_Document extract_.
Old Family Photos with no dates

Over the years I have received boxes and boxes of old family photos, and have scanned most of them.

While I can guess at some dates, about 90% I do not know exact dates.

So currently they are all dated based on the date I scanned them.

I am finding it difficult now to locate them and don't like how they are intermixed with my own photos.


I am wondering if anyone is in a similar situation and has come up with a workable solution.

I guess I am trying to:

a) keep them somewhat separate from photos of me and my own family (wife, kids) so I can view my own timeline without interuption. I plan to use the iOS Photos app and the new iCloud library to store/backup all my photos (120GB) and like the "years/collections" organization.

b) still keep them organized, editable, sharable, etc.


I am leaning towards assigning arbitrary (or not, maybe a guess?) dates before I was born to each batch of photos. This would keep them at the beginning of my date-sorted events, and I would retain the ability to search, tag across all photos.

_Written instruction A_.
From the post about undated family photos, repeat the passage starting with "I am finding" and going on through "a workable solution.".
_Written instruction B_.
Answer these questions from the post about undated family photos:
(i) What date are the old photos currently assigned?
(ii) Roughly what share of the photos lack known exact dates?
(iii) How much storage do all the writer's photos take up?
_Written instruction C_.
In the post about undated family photos, name every quality the writer still wants the old photos to have, according to point b).

_Dataset records_.

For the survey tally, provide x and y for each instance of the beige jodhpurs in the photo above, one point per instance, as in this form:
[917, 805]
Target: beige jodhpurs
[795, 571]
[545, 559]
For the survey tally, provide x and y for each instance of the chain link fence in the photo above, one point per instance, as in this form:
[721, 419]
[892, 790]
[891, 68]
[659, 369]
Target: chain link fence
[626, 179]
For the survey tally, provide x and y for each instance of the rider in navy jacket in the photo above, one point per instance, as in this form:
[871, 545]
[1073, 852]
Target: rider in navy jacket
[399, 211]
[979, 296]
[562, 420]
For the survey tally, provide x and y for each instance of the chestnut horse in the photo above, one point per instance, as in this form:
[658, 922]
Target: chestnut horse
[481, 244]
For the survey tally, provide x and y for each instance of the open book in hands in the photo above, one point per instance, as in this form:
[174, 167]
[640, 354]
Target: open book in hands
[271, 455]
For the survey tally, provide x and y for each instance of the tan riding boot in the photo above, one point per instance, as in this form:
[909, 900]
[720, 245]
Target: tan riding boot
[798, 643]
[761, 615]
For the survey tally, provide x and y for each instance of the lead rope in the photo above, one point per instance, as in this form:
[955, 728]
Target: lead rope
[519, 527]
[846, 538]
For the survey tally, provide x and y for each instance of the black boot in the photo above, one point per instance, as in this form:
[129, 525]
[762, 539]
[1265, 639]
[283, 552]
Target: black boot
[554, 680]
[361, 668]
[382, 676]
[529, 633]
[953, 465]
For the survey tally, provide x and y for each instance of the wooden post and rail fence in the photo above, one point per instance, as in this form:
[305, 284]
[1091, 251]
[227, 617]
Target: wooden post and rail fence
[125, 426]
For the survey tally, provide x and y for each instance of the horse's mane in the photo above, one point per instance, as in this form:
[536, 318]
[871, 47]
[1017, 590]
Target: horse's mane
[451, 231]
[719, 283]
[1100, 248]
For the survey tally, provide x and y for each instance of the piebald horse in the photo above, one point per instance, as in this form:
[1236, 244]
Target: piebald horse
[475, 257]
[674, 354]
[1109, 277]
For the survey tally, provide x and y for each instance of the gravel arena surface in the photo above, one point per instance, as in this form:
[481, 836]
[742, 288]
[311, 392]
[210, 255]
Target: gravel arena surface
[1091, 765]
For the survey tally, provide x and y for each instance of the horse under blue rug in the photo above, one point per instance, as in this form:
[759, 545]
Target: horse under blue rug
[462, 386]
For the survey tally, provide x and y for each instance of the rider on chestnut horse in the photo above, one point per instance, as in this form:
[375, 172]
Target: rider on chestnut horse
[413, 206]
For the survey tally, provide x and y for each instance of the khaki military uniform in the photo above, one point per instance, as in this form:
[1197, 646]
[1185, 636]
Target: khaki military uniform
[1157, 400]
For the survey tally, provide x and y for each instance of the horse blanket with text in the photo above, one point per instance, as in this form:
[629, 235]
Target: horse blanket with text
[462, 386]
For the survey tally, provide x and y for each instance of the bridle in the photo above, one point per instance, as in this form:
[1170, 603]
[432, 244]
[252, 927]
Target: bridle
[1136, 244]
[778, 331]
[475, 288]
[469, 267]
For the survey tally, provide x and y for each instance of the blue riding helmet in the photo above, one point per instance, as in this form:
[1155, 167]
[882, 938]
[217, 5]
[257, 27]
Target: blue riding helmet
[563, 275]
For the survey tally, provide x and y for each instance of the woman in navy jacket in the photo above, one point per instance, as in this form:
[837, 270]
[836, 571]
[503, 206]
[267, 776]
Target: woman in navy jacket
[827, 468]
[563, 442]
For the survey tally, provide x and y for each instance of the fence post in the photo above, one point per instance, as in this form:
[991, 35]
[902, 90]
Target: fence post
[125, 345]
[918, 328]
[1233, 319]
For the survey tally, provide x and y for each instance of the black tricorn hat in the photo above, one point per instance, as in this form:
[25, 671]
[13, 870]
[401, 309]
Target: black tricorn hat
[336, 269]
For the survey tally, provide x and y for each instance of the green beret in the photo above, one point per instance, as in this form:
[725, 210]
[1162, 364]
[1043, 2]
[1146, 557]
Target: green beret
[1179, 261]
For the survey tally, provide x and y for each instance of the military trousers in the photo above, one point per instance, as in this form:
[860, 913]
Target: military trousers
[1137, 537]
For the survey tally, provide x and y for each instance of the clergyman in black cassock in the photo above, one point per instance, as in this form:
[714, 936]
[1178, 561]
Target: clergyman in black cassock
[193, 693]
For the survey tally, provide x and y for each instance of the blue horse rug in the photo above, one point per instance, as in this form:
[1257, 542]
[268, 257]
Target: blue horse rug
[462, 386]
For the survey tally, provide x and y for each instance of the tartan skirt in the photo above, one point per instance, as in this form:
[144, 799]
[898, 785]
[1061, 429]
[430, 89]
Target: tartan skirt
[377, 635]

_Written solution A_.
I am finding it difficult now to locate them and don't like how they are intermixed with my own photos.


I am wondering if anyone is in a similar situation and has come up with a workable solution.

_Written solution B_.
(i) The date they were scanned.
(ii) About 90%.
(iii) 120GB.

_Written solution C_.
Organized, editable, sharable.